#### Zadanie 1
Przemianuj w tekście o Quarnaku „Amatherodi” na „Amatheros” i przepisz proszę wszystko od „5. Quarnak był” aż do „Paladyn pisze...”.
#### Zadanie 2
Oceń, czy każde z poniższych stwierdzeń zgadza się z tekstem o Quarnaku. Przy każdym odpowiedz „tak” lub „nie” i przytocz dokładnie rozstrzygające słowa tekstu.
(a) Nefanari użyła części głazu jako ołtarza.
(b) Amatherodi przejął ciało dorosłego wojownika.
(c) Amatherodi uniknął losu swoich ziomków.
#### Zadanie 3
Podejmij tekst o Quarnaku i pisz dalej, zaczynając po jego ostatnim zdaniu.

#### Fragment tekstu
┏━━

5. Quarnak był ostatnim bastionem wężoludzi. Zostali oni pokonany przez będących wtedy u szczytu potęgi Atlantów. Zabarykadowali się w podziemnym kompleksie, a Amatherodi zabezpieczył głaz, który zamykał wejście do jaskiń za pomocą potężnej magii chroniącej go przez ludźmi, w których żyłach płynęła krew Atlantów. Uchronił w ten sposób swoich ziomków przed mieczami najeźdźców, ale skazał zarówno siebie, jak i ich na powolną śmierć głodową.
6. To właśnie część głazu, zamykającego wiele wieków temu wejście do Quarnaku posłużyła Nefanari za ołtarz, na którym sprawdziła, czy w żyłach jej syna naprawdę płynie krew dawnych Atlantów
7. Amatherodi przejął ciało noworodka a tym samym stał się panem Legionu

7 komentarzy:

Paladyn pisze...

┗━━

#### Materiał
┏━━

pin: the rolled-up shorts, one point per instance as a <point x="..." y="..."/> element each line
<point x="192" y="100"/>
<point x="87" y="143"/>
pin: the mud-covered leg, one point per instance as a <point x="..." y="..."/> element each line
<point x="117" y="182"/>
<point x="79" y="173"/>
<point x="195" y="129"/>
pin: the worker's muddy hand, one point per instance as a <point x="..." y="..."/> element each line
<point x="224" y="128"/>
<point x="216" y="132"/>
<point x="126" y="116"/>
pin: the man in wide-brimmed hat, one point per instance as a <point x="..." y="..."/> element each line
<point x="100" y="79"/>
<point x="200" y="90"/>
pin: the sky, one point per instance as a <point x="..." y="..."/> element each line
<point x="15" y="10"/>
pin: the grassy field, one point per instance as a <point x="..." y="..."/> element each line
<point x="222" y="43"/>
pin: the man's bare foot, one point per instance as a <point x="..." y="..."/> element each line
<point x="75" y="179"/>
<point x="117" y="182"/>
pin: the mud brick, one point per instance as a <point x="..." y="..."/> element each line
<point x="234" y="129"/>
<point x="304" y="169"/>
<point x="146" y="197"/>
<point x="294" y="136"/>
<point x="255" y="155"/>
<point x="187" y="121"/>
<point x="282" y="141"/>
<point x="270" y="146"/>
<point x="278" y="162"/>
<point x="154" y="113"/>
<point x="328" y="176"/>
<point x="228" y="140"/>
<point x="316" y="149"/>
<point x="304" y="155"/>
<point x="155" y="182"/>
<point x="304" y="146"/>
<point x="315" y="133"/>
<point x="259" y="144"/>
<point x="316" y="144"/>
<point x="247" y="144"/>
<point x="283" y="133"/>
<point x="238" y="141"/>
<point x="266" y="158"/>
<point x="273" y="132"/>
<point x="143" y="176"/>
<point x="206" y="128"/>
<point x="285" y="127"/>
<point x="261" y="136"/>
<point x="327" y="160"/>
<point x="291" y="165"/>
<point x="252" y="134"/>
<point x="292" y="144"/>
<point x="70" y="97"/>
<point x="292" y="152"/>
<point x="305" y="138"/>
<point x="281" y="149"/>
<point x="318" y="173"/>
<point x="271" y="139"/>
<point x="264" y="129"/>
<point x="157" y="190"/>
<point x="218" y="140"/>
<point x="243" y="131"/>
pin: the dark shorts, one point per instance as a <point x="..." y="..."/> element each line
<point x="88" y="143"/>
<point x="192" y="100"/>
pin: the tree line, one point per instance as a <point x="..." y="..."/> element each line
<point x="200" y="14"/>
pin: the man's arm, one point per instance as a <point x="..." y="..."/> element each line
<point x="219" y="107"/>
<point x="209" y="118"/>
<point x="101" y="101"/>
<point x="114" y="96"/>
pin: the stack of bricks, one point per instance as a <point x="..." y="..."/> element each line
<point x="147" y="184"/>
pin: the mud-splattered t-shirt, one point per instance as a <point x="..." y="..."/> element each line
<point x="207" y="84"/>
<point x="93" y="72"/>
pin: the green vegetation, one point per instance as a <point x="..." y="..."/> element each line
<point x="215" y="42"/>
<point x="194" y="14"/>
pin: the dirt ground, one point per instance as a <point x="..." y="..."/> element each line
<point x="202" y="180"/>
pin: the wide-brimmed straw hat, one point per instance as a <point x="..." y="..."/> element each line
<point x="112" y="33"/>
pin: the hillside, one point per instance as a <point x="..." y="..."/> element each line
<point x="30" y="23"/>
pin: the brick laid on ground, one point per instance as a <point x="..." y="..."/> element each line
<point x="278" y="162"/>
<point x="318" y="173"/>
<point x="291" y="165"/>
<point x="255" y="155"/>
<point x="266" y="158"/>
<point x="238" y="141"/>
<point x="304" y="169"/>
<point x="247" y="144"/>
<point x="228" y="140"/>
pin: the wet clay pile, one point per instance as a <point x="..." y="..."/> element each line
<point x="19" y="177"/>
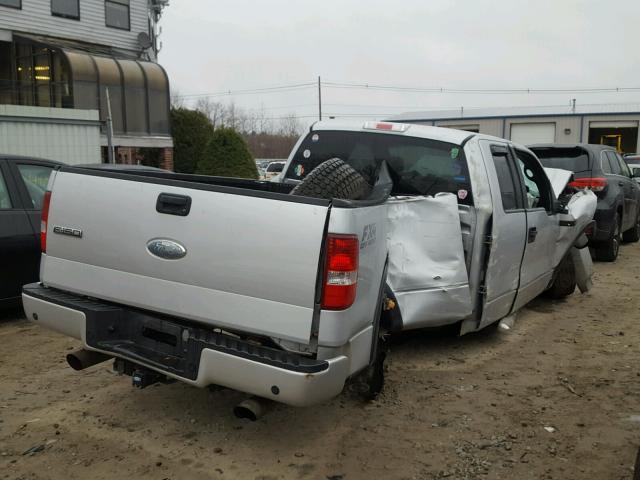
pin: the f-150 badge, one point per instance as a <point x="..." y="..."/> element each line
<point x="72" y="232"/>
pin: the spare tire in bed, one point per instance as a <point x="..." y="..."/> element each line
<point x="333" y="179"/>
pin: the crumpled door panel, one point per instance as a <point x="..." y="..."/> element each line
<point x="427" y="270"/>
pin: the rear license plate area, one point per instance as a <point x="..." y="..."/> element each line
<point x="154" y="341"/>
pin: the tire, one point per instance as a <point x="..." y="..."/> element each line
<point x="633" y="234"/>
<point x="333" y="179"/>
<point x="608" y="250"/>
<point x="564" y="283"/>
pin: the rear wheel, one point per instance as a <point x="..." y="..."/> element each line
<point x="633" y="234"/>
<point x="608" y="251"/>
<point x="565" y="282"/>
<point x="333" y="179"/>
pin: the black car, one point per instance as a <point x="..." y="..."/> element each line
<point x="601" y="169"/>
<point x="23" y="182"/>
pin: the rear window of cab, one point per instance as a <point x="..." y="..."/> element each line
<point x="418" y="166"/>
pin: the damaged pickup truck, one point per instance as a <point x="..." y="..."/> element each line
<point x="287" y="290"/>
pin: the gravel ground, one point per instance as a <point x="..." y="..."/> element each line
<point x="555" y="397"/>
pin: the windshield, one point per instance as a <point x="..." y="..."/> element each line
<point x="574" y="159"/>
<point x="275" y="167"/>
<point x="418" y="166"/>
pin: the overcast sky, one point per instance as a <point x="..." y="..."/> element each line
<point x="219" y="45"/>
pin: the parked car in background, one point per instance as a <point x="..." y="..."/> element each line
<point x="261" y="165"/>
<point x="23" y="183"/>
<point x="273" y="170"/>
<point x="633" y="162"/>
<point x="601" y="169"/>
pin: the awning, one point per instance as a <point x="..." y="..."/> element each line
<point x="138" y="91"/>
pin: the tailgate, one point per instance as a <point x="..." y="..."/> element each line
<point x="251" y="257"/>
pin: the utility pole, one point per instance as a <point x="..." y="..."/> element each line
<point x="319" y="98"/>
<point x="110" y="153"/>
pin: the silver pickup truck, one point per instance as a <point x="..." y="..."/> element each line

┗━━

#### Odpowiedź 1
5. Quarnak był ostatnim bastionem wężoludzi. Zostali oni pokonany przez będących wtedy u szczytu potęgi Atlantów. Zabarykadowali się w podziemnym kompleksie, a Amatheros zabezpieczył głaz, który zamykał wejście do jaskiń za pomocą potężnej magii chroniącej go przez ludźmi, w których żyłach płynęła krew Atlantów. Uchronił w ten sposób swoich ziomków przed mieczami najeźdźców, ale skazał zarówno siebie, jak i ich na powolną śmierć głodową.
6. To właśnie część głazu, zamykającego wiele wieków temu wejście do Quarnaku posłużyła Nefanari za ołtarz, na którym sprawdziła, czy w żyłach jej syna naprawdę płynie krew dawnych Atlantów
7. Amatheros przejął ciało noworodka a tym samym stał się panem Legionu

7 komentarzy:

Paladyn pisze...

#### Odpowiedź 2
(a) Tak: „posłużyła Nefanari za ołtarz”.
(b) Nie: „Amatherodi przejął ciało noworodka”.
(c) Nie: „skazał zarówno siebie, jak i ich na powolną śmierć głodową”.

#### Odpowiedź 3
Epicki finał, zaiste. Jak najbardziej w klimacie REH-a!

Choć było kilka elementów, które mi się w tej kampanii nie podobały, to jestem pod wrażeniem. Gratuluję, z całego serca podziwiam i gratuluję raz jeszcze, poprowadzenia jej od początku do końca, wytrwałości i nakładu pracy. Graczom gratuluję i zazdroszczę (pozytywnie) udziału w takiej kampanii!

Czapki z głów panowie i salut dla Was!

smartfox pisze...

Dokładnie, epickość w każdym calu :).

Eeeeech Cymmeryjczyk poległ.

Podejrzewam, że fajne emocje były na sesji. Będzie kontynuacja Conana, czy przesiadacie się na inny system?

Robert pisze...

@Paladyn

Dziękuję za miłe słowa:-) W kampania miała nawet więcej dziur i wad niż wynikałoby to z zamieszczanych przeze mnie raportów. częśto kląłem z tego powodu na czym świat stoi. Pomimo tego prowadziło mi się ją bardzo fajnie.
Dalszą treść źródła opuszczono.